GIVEN EXERCISE:
Rewrite the entries from the start through the line containing "(1016, 514)", including both ends and keeping the requests unchanged. Multiply every point coordinate in the answers by 2.15 and round it to a whole number, with halves rounding up, and leave the pictures out.
[Start of DATASET ENTRIES]
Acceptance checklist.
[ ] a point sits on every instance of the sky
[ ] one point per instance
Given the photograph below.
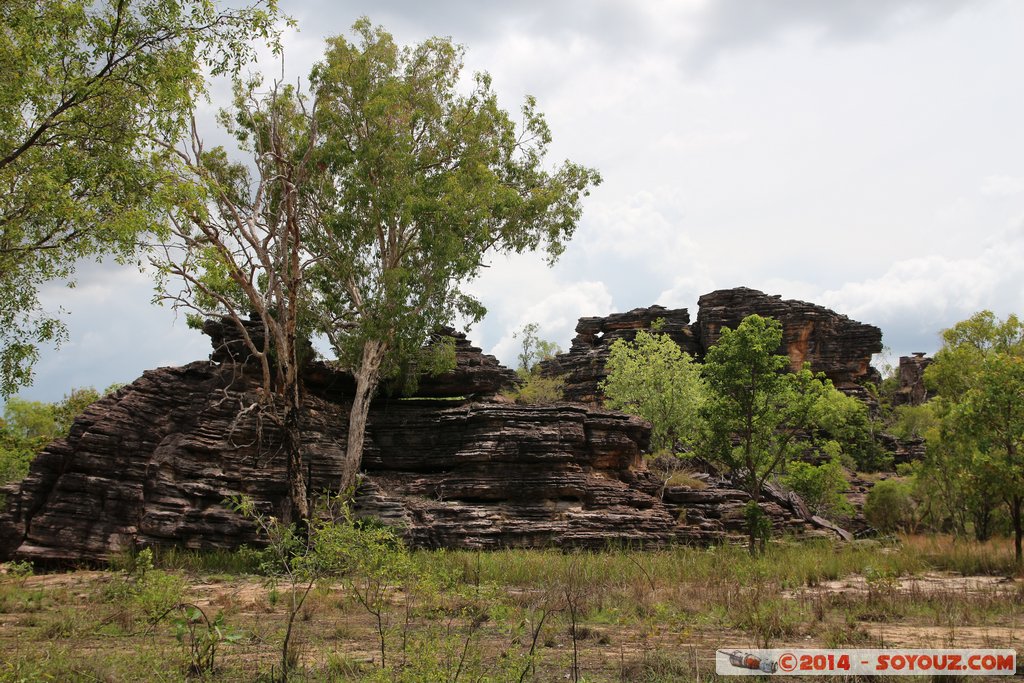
(863, 155)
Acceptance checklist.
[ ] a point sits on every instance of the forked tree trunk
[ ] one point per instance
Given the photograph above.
(299, 504)
(367, 376)
(1016, 514)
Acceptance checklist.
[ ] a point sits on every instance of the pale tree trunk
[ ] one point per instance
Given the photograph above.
(293, 452)
(1016, 515)
(367, 376)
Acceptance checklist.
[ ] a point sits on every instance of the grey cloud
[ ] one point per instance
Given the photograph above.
(469, 22)
(738, 24)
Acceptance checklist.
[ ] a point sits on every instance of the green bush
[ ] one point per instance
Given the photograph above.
(890, 506)
(822, 486)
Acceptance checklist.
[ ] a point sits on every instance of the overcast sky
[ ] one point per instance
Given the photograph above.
(867, 156)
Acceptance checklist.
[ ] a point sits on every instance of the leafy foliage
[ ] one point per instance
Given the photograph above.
(653, 378)
(423, 183)
(536, 388)
(534, 349)
(759, 416)
(890, 506)
(820, 485)
(979, 377)
(87, 85)
(29, 426)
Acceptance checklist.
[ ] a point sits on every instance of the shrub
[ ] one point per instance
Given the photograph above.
(822, 486)
(890, 506)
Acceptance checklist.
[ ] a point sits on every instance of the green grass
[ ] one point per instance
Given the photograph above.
(654, 615)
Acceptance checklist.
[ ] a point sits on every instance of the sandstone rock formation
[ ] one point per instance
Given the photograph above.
(154, 463)
(830, 342)
(911, 389)
(583, 367)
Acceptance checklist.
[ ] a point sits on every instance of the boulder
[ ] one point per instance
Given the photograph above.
(832, 343)
(583, 367)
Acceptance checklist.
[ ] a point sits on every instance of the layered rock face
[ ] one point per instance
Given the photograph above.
(911, 380)
(830, 342)
(583, 367)
(155, 462)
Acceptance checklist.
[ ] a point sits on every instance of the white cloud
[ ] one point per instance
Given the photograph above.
(918, 297)
(1003, 185)
(556, 315)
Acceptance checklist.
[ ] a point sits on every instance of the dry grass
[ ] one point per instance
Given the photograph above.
(639, 615)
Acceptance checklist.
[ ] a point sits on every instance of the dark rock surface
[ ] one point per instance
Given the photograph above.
(583, 367)
(154, 463)
(833, 343)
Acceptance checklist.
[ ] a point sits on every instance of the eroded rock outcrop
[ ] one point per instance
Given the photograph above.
(583, 367)
(155, 462)
(833, 343)
(830, 342)
(911, 389)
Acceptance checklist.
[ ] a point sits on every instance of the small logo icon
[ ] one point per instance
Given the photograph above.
(753, 662)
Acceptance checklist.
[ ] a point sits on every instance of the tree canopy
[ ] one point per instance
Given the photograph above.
(979, 377)
(651, 377)
(426, 181)
(87, 85)
(759, 416)
(367, 206)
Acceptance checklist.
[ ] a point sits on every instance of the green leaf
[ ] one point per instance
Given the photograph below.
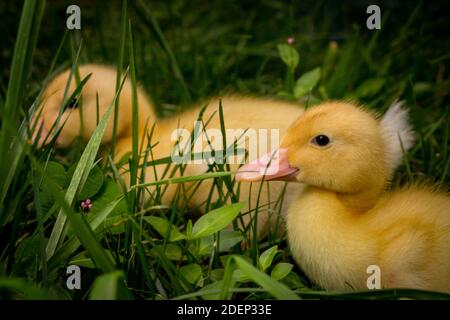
[End of DATASET ENTRIES]
WRITTEN REPLY:
Acceptance checklist.
[ ] a point sits on every instance of the sky
[ ] one point per instance
Given the photograph below.
(1855, 333)
Acceptance checklist.
[ ] a point sits on every instance of the forked tree trunk
[ ] one point per instance
Given the photograph above.
(643, 1084)
(789, 808)
(2184, 1105)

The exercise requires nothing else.